Given request:
Carry on the mailing-list thread about stack depot in the slab pull request from where it stops.

Selected extract:
══════

As I understand it's a tradeoff between memory overhead due to hash
table size and cpu overhead due to length of collision chains.

> I've pulled this, but considering that it got reverted once, I'm
> really fed up with this kind of thing. This needs to be fixed.

Right, I'll try convert stackdepot to rhashtable. If it turns out
infeasible for some reason, we could at least have an "auto" default
that autosizes the table according to how much memory the system has.

> Because I'm _this_ close to just reverting it again, and saying "No,
> you tried this crap already, didn't learn from the last time, and then
> did the same thing all over again just in a different guise".
>
> Linus

2022-05-26 10:12:12

by Vlastimil Babka

[permalink] [raw]

Subject: Re: [GIT PULL] slab for 5.19

On 5/25/22 23:36, Linus Torvalds wrote:
> Because it used to be that stack depot users were fairly easy to
> figure out. It was all about pretty special debug options that enable
> a lot of very special code (KASAN and PAGE_OWNER - is there anything
> else?).

Some parts of DRM debugging and looks like also recently networking
through ref_tracker, which also seems to be debugging.

> Very clearly just debug builds.
>
> But this slab change means that now it's basically *always* enabled as
> an option, and that means that now it had better do sane things
> because it's enabled by default and not something that can easily be
> ignored any more.

══════

Dataset excerpt:
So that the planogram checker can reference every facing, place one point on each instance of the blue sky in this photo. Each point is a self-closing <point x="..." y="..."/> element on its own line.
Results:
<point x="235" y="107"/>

══════

Reply:
>
> The kernel config phase is something I'm very sensitive to, because
> honestly, it's just about the worst part of building a kernel.
> Everything else is pretty easy. The kernel config is painful.
>
> That means that we should not ask insane questions - and asking what
> static size you want for a data structure that 99% of all people have
> absolutely _zero_ idea about or interest in is wrong.

Understood.

> So the problem here is two-fold:
>
> (a) it introduces a new compile-time question that isn't sane to ask
> a regular user, but is now exposed to regular users.
>
> (b) this by default uses 1MB of memory for a feature that didn't in
> the past, so now if you have small machines you need to make sure you
> make a special kernel config for them.
>
> And (a) happens unconditionally, while (b) is conditional. And it's
> now clear exactly what all triggers the actual allocation in (b).
>
> I _hope_ it's never triggered unless you actively enable slub debug,
> but at least from a quick grep it wasn't obvious.
>
> For example, if you happen to have rcutorture enabled, do you get the
> allocation then just because rcutorture uses
>
> kcp = kmem_cache_create("rcuscale", 136, 8, SLAB_STORE_USER, NULL);
>
> even if you have nothing else that would enable slaub debugging? It
> *looked* that way to me from a quick grep, but I could easily have
> missed something.

Yes, running rcutorture will trigger that stackdepot allocation, but as
that's in RCU debugging part of config, I considered it in the same
category as enabling slub debugging.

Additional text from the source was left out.